> **Assignment**
The entries that follow need to be printed exactly as they are, minus any pictures.

##### The data

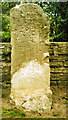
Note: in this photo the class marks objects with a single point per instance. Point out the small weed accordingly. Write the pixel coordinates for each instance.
(10, 109)
(23, 114)
(62, 97)
(56, 114)
(66, 102)
(12, 113)
(3, 95)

##########

> **Solution for this exercise**
Note: in this photo the class marks objects with a single point per instance. Point out the small weed accordingly. Write the pixel coordinates for each instance.
(10, 109)
(23, 114)
(62, 97)
(56, 114)
(66, 102)
(12, 113)
(3, 95)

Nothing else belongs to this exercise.